EXTRAIT DE PAGE:
····················
Je suis parti début 2009 en direction de l’Amérique du Sud, continent j'ai parcouru pendant 6 mois avant de me diriger vers l’Asie du sud est. Le but de ce voyage ? Aller à la rencontre des experts de la lutte contre le changement climatique dans les pays traversés, afin que ceux-ci partagent avec moi leur travail. Je m’intéresse spécifiquement aux deux grands types de réponses au phénomène mis en place par mes interlocuteurs : les projets d’adaptation et les projets d’atténuation du changement climatique. J'ai relaté à chaque fois les actions mises en place localement à travers une « chronique irrégulière du changement climatique » que vous pouvez retrouver sur ce site.
····················
[Entrées du jeu de données]
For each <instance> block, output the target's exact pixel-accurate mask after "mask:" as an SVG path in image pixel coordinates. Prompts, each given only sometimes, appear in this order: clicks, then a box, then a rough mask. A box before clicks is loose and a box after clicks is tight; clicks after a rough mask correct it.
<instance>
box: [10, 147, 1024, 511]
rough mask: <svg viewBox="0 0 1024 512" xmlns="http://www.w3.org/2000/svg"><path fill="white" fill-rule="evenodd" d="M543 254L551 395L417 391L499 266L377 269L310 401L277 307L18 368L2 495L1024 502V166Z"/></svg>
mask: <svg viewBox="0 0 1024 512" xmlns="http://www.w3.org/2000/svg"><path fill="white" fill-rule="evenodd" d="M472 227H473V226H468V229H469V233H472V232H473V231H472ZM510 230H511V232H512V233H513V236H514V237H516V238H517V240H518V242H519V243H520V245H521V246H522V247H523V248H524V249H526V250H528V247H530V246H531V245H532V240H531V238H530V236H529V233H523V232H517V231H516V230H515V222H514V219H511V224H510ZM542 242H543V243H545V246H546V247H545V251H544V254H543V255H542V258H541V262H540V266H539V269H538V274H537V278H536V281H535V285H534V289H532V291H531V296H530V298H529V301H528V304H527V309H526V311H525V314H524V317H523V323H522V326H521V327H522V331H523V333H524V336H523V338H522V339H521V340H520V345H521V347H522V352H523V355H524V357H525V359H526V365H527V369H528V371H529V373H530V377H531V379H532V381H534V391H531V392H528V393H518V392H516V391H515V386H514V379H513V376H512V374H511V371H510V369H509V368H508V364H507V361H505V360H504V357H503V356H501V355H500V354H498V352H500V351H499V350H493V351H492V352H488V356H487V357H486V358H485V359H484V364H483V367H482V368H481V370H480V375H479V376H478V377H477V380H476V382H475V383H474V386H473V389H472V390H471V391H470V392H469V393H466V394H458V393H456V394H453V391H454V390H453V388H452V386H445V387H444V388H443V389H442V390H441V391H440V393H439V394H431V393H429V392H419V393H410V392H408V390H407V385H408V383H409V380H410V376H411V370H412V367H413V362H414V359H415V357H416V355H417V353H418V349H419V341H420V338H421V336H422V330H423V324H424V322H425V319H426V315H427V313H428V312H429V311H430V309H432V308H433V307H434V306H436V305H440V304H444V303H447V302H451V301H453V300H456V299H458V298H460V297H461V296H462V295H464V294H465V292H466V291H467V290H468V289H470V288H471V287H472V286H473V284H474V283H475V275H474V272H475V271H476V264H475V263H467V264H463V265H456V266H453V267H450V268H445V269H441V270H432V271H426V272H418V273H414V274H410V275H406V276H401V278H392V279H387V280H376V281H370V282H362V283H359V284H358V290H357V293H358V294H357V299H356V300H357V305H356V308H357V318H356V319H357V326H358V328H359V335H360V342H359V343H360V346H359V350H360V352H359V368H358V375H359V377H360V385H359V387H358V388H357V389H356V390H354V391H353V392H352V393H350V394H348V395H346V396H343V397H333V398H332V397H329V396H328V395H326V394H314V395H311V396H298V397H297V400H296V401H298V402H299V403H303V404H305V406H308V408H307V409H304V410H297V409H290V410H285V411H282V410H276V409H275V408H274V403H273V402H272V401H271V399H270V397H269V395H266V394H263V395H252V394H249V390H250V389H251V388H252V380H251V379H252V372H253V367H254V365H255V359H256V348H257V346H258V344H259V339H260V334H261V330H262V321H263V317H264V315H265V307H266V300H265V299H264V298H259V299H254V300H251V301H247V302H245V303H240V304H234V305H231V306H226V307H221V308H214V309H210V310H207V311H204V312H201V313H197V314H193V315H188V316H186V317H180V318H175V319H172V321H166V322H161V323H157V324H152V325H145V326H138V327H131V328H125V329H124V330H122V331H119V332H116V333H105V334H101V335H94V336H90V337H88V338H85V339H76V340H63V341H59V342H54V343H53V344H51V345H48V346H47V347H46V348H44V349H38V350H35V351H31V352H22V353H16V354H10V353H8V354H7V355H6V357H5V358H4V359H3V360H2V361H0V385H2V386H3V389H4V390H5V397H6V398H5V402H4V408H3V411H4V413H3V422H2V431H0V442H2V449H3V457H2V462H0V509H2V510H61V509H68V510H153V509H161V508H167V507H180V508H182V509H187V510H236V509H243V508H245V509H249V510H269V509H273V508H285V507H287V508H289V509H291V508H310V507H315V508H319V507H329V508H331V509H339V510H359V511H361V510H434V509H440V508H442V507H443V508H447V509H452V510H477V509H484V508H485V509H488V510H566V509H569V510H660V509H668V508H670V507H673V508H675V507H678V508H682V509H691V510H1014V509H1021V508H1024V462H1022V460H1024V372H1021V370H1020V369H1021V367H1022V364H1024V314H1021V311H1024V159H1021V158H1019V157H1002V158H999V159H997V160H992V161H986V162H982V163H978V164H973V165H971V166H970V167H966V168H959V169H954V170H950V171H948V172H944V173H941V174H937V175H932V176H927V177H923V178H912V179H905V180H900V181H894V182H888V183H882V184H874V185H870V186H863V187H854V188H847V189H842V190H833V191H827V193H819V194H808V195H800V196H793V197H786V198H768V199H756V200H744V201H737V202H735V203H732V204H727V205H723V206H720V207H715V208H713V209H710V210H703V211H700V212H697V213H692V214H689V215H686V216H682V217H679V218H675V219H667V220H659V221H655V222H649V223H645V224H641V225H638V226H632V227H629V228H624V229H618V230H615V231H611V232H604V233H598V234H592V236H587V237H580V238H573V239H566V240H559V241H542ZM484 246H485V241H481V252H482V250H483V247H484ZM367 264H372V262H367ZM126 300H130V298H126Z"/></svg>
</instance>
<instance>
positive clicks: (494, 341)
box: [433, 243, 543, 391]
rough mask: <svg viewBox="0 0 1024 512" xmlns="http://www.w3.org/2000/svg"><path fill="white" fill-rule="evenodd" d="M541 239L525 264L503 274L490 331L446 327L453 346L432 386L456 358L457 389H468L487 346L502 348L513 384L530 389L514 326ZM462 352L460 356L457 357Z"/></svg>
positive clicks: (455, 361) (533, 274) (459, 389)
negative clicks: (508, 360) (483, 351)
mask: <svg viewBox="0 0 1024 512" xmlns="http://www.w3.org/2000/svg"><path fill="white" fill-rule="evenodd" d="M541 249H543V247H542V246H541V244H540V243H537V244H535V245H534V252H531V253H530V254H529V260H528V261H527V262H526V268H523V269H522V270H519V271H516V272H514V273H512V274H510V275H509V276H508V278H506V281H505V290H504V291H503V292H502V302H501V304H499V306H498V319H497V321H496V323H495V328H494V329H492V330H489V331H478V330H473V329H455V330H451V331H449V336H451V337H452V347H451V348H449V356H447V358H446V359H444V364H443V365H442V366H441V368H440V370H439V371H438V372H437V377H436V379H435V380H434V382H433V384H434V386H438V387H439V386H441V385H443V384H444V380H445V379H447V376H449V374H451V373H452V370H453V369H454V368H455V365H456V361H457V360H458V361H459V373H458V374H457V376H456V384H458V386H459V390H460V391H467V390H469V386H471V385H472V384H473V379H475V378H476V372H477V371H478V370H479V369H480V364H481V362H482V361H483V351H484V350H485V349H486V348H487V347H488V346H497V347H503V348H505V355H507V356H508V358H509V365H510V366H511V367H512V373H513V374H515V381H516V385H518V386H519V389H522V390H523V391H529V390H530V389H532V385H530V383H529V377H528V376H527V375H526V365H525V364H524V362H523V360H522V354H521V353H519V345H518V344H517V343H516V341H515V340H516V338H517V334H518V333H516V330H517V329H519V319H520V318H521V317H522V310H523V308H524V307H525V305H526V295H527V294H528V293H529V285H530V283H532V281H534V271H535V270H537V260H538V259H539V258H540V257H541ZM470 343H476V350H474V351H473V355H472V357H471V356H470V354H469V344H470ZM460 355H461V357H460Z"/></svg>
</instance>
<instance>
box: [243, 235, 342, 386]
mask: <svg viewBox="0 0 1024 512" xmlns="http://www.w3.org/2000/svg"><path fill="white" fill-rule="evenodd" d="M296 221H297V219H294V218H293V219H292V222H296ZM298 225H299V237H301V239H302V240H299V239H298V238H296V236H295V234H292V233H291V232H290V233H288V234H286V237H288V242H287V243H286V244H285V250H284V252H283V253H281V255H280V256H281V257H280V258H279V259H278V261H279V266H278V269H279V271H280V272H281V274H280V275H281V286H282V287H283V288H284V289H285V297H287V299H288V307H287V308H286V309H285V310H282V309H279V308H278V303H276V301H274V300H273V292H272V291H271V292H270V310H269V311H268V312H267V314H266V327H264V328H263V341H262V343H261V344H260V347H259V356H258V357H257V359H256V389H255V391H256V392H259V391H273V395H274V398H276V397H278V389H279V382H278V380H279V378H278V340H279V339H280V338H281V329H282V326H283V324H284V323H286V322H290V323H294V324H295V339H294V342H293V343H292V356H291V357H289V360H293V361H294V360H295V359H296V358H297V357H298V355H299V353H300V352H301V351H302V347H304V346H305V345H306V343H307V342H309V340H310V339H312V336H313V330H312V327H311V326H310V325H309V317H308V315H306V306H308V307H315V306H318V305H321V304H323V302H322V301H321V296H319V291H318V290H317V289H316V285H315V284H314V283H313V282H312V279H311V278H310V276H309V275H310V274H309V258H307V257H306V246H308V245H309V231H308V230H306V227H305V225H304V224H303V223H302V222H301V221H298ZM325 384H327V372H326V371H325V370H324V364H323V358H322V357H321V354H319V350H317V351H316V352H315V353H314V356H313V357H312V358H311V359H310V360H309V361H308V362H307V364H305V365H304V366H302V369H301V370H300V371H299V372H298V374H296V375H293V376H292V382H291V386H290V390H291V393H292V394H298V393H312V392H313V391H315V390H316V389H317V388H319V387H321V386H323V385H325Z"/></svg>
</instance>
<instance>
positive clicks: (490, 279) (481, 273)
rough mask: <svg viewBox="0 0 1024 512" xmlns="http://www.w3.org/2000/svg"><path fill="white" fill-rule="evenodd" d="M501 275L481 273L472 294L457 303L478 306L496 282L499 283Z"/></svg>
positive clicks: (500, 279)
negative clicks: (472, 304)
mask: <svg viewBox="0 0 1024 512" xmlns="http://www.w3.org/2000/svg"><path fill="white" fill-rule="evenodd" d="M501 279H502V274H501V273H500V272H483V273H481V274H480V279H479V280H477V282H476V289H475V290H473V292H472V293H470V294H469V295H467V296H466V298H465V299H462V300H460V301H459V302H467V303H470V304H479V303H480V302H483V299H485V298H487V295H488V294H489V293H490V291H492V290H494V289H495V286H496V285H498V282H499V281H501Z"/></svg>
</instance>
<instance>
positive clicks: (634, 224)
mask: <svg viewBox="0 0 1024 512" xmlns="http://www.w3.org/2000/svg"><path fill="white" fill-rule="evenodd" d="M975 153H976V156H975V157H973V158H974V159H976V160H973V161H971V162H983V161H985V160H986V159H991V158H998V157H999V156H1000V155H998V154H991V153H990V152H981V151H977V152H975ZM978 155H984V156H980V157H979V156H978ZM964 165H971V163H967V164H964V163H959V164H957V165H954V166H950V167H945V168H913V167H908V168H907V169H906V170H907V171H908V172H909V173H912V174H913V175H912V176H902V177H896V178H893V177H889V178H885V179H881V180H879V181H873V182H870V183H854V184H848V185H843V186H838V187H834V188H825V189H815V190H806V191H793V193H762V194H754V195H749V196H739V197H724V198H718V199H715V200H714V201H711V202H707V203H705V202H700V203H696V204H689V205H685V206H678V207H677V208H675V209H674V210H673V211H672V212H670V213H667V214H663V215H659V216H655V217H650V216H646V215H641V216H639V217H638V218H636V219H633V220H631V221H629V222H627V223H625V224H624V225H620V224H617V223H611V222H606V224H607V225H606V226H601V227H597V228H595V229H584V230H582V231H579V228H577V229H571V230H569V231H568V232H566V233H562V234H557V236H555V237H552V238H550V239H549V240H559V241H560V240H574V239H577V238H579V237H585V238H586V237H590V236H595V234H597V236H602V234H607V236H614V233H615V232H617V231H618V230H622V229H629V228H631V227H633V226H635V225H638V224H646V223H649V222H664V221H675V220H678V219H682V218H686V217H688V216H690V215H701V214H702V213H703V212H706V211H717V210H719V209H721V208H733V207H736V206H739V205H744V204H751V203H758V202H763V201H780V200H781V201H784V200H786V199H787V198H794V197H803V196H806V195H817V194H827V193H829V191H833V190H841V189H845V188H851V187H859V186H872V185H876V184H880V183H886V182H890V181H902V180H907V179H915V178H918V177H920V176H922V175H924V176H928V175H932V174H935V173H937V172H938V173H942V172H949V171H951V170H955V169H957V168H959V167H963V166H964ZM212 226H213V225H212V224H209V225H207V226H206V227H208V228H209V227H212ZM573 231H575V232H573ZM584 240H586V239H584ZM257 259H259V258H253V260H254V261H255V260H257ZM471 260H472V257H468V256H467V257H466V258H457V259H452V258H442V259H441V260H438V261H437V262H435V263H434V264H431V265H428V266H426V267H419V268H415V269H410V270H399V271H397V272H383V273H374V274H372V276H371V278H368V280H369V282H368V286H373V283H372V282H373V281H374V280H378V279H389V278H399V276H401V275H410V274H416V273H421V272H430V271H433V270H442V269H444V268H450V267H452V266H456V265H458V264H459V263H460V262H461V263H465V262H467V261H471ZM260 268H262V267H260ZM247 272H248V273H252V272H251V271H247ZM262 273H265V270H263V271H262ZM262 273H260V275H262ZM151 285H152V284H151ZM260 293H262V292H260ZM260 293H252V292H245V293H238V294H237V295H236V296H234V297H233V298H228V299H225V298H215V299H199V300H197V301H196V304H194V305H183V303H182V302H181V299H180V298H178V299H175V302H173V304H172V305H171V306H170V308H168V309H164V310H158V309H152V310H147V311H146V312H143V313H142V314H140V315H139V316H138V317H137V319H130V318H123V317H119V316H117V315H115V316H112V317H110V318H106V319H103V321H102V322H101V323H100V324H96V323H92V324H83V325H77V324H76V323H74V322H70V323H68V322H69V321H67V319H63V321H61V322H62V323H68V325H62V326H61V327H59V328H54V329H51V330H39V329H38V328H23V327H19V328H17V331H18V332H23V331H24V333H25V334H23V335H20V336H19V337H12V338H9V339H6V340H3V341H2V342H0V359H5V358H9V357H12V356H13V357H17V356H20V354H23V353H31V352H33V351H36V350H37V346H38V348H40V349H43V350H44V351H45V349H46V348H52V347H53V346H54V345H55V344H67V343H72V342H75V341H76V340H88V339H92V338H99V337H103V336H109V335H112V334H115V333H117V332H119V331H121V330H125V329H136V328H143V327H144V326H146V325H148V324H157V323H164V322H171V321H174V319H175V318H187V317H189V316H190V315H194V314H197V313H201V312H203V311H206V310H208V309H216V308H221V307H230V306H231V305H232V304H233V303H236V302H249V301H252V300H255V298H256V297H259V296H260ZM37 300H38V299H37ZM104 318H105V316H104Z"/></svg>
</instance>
····················
EXERCICES À TRAITER:
#1 Restituez sous forme de liste JSON de chaînes, une par ligne et sans les lignes vides, la partie des enregistrements qui s'étend de leur début jusqu'à la ligne contenant « 254L551 395L417 391L499 », celle-ci comprise.
#2 Rédigez la suite de l'extrait sur le voyage consacré au changement climatique à partir de l'endroit où il s'arrête.
L'extrait sur le voyage consacré au changement climatique et les enregistrements sont deux documents sans lien entre eux.

LISTE DES RÉPONSES:
#1
[
  "For each <instance> block, output the target's exact pixel-accurate mask after \"mask:\" as an SVG path in image pixel coordinates. Prompts, each given only sometimes, appear in this order: clicks, then a box, then a rough mask. A box before clicks is loose and a box after clicks is tight; clicks after a rough mask correct it.",
  "<instance>",
  "box: [10, 147, 1024, 511]",
  "rough mask: <svg viewBox=\"0 0 1024 512\" xmlns=\"http://www.w3.org/2000/svg\"><path fill=\"white\" fill-rule=\"evenodd\" d=\"M543 254L551 395L417 391L499 266L377 269L310 401L277 307L18 368L2 495L1024 502V166Z\"/></svg>"
]

#2
La problématique du changement climatique est vaste, et englobe une multitude d’aspects. Rares sont les scientifiques sérieux qui s’obstinent à le nier: le fonctionnement actuel du capitalisme, dans toute sa complexité, est intimement lié au changement que connaît notre planète. J’ai donc décidé de centrer mon propos sur les deux pratiques essentielles dans la réponse au phénomène : les projets d’adaptation (consistant à mettre en place des systèmes innovants pour faire face aux conséquences du changement climatique), et les projets de mitigation (ou d’atténuation, visant à en limiter la progression).
Mon voyage « sur les traces » du changement climatique commence à Buenos Aires, en Argentine. J’y ai deux rendez-vous, l'un avec le directeur de la cellule changement climatique du Secrétariat d’Etat à l’environnement, le docteur Nazareño Castillo, l'autre avec la filiale argentine de Greenpeace.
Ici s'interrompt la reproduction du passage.